BT Ultimate 106

Reference Material

Further Notes

Original BT User Guide

A copy of the original BT Ultimate 106 User Guide is available to download below. This is the official documentation produced by BT for the product and covers installation, programming, and day-to-day operation of the system.

User Guide Download the BT Ultimate 106 User Guide (PDF) →

Disassembly Procedure

Access to the PCB requires careful disassembly of the enclosure. The process is straightforward but requires a Torx screwdriver as well as a standard Phillips head. Take care with the LED connector — it is the only step that requires a little finesse.

Safety First Disconnect the Ultimate 106 from the mains supply before opening the case. The unit contains high-voltage capacitors — allow several minutes after disconnecting power before handling the PCB or components.
  1. Disconnect the unit from the mains supply and remove all telephone line and extension cables.
  2. Unclip the cable cover on the rear of the unit.
  3. Pop off the Programming button on the rear panel. The button simply clips on and can be lifted away using a small flat-bladed screwdriver or knife blade inserted gently under the edge. It will pop off cleanly. Do not attempt to separate the case halves without removing this button first — it will obstruct the cover and risks being broken.
  4. Remove the 2 black Phillips screws along the bottom edge of the case.
  5. Carefully turn the unit over and remove the 3 Torx screws along the top edge of the case.

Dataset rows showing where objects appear
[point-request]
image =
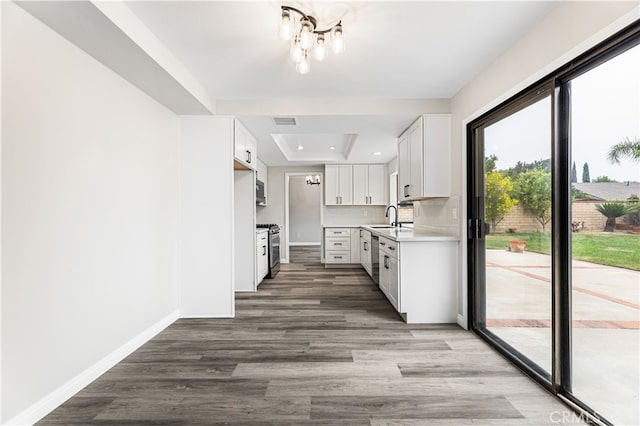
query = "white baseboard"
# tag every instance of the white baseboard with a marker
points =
(462, 322)
(52, 401)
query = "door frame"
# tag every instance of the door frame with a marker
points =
(558, 82)
(285, 242)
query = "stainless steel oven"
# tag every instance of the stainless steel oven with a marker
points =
(274, 248)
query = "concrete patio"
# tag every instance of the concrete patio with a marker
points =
(606, 318)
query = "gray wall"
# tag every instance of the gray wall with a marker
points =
(304, 211)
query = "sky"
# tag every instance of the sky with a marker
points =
(605, 110)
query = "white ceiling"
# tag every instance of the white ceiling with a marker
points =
(355, 138)
(395, 50)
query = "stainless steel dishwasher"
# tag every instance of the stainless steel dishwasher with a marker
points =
(375, 260)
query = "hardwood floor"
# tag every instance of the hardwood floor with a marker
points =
(313, 346)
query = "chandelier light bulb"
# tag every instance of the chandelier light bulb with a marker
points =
(304, 66)
(320, 49)
(296, 50)
(286, 26)
(308, 37)
(337, 40)
(306, 34)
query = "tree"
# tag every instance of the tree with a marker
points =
(490, 163)
(585, 173)
(603, 179)
(498, 202)
(626, 148)
(611, 211)
(533, 190)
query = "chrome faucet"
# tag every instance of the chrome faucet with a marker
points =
(386, 214)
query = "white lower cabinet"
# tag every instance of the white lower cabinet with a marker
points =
(337, 245)
(419, 279)
(262, 255)
(342, 245)
(365, 251)
(389, 279)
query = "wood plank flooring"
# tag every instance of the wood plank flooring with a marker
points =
(313, 346)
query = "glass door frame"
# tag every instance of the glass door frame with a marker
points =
(558, 86)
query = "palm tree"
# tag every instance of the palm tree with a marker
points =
(611, 211)
(626, 148)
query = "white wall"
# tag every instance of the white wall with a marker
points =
(90, 211)
(206, 217)
(244, 236)
(569, 30)
(304, 211)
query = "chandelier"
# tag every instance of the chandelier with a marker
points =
(313, 180)
(306, 39)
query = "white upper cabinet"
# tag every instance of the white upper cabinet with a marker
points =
(424, 158)
(263, 175)
(338, 184)
(245, 146)
(368, 184)
(437, 156)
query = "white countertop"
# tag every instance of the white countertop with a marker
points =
(401, 234)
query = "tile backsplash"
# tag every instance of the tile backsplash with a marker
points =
(440, 215)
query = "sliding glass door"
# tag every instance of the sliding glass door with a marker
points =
(554, 230)
(605, 118)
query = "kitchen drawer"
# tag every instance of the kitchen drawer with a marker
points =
(262, 238)
(335, 243)
(337, 256)
(388, 246)
(337, 232)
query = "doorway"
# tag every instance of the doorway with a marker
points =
(558, 298)
(303, 216)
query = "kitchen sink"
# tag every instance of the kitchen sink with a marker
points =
(387, 227)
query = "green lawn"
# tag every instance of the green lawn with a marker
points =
(613, 249)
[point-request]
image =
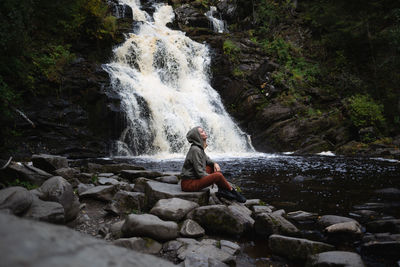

Set task :: In three sentences, summarize the BT Ultimate 106 reference page. These records aren't needed for the work that comes next.

Written reply :: The page offers a download of the original BT Ultimate 106 User Guide, BT's official documentation covering installation, programming, and day-to-day operation of the system. It then explains how to disassemble the enclosure to reach the PCB, a job that needs a Torx screwdriver and a standard Phillips head, and it warns that the unit must be disconnected from the mains and left for several minutes because it contains high-voltage capacitors. The listed steps are to remove all cables, unclip the rear cable cover, pop off the Programming button before separating the case halves, take out the 2 black Phillips screws along the bottom edge, and then turn the unit over and remove the 3 Torx screws along the top edge.